Raw records:
__________
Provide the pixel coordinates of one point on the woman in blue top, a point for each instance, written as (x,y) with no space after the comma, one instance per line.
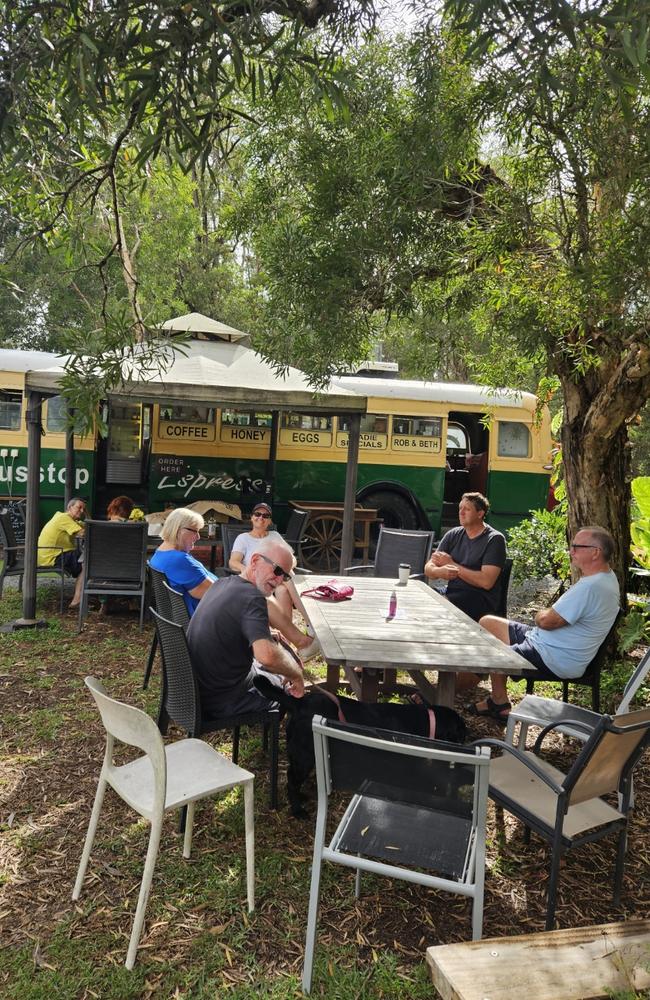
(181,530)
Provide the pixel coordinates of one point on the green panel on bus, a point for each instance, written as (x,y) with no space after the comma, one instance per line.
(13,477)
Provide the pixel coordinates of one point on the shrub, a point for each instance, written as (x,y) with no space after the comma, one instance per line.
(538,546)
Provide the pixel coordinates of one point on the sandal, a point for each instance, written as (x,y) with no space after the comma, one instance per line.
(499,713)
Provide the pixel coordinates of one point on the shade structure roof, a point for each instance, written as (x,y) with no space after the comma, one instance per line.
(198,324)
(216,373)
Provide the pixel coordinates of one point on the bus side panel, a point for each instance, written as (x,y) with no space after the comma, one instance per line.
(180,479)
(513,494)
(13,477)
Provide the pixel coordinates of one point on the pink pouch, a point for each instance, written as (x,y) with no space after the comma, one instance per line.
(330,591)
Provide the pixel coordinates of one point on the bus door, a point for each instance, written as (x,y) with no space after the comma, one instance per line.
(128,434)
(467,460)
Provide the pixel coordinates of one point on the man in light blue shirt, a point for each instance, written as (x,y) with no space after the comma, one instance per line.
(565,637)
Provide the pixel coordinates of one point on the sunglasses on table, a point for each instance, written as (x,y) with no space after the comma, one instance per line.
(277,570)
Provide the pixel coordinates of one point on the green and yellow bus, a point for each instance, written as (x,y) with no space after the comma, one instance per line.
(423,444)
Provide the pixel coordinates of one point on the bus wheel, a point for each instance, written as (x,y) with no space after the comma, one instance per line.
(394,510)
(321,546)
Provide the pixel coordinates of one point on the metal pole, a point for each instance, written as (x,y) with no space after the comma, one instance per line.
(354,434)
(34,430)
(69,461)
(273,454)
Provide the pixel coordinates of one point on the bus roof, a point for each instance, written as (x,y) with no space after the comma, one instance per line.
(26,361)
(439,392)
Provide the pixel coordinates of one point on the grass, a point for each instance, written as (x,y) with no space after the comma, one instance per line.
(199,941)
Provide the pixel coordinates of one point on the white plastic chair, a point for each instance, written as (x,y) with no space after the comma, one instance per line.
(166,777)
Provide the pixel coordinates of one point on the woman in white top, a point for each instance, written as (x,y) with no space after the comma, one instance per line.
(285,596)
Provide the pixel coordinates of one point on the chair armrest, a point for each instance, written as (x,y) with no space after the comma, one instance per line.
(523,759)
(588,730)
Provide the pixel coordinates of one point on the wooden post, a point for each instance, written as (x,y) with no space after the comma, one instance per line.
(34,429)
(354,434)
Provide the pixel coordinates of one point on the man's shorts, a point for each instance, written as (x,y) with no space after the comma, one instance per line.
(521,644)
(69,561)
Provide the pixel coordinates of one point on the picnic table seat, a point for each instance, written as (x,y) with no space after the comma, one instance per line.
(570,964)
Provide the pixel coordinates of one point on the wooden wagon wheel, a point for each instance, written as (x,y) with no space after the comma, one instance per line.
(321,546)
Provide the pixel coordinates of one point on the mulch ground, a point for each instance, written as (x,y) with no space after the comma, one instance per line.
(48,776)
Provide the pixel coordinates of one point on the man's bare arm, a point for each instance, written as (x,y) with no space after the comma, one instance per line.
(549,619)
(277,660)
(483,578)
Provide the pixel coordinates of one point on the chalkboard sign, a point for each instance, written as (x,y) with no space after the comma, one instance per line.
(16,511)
__________
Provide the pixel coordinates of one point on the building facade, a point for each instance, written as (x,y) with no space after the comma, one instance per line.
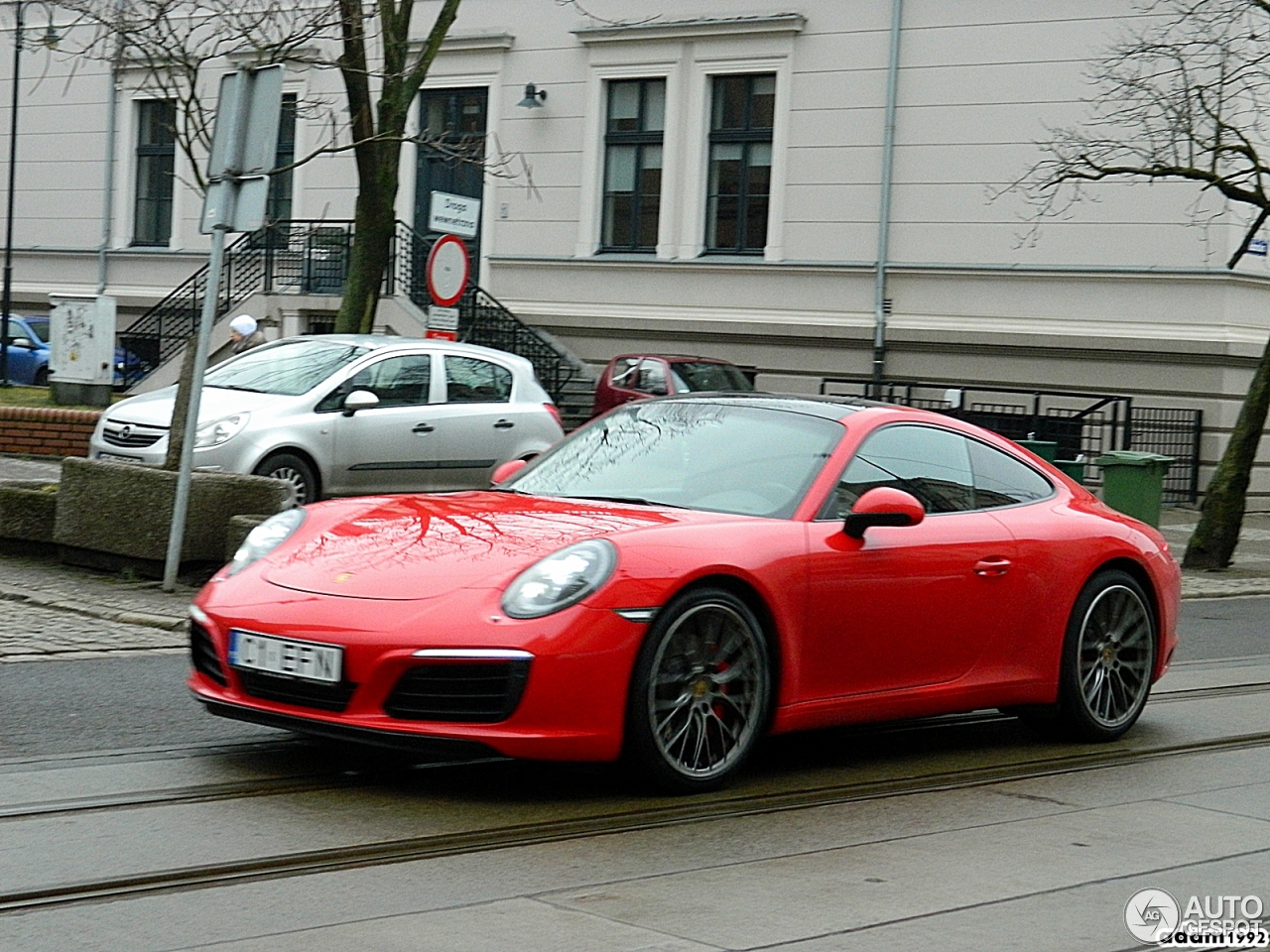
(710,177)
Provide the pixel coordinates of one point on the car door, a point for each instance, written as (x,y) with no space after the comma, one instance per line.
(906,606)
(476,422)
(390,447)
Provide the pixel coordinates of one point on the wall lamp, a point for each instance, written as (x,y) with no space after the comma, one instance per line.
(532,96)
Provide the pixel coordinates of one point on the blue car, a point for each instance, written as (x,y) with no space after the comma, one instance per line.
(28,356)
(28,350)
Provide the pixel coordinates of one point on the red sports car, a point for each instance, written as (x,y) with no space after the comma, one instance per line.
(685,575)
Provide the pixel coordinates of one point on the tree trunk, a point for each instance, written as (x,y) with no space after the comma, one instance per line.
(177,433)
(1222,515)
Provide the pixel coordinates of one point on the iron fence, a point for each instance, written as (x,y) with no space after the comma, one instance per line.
__________
* Task requirements *
Can you write out the rows again, from the one containing "Provide the pixel coordinates of one point on the wall" through the one containing "Provide the pixel coordinates of one point on the iron", with the requests kept and every number in the point coordinates raised by 115?

* Finished exercise *
Provide the pixel coordinates of one point on the wall lamp, a point for each instance, written as (x,y) with no space after the comma, one instance per line.
(647,211)
Provide the pixel coordinates of one point on the blue car, a point for each instance, written as (x,y) with no space after the comma, one instance per line.
(143,471)
(143,465)
Provide the pixel coordinates of one point on the red sports car, a point for each instance, written as (x,y) with no space after the comma, one instance per line.
(800,690)
Provide the pixel coordinates of one point on the tree trunk, a point for each instance, written as (x,y) with no space after the comma, one instance per line.
(292,548)
(1337,630)
Provide the pixel coordinates of one point on the iron fence, a point for each instance, written as (x,y) with no space after the comma, one instance per line.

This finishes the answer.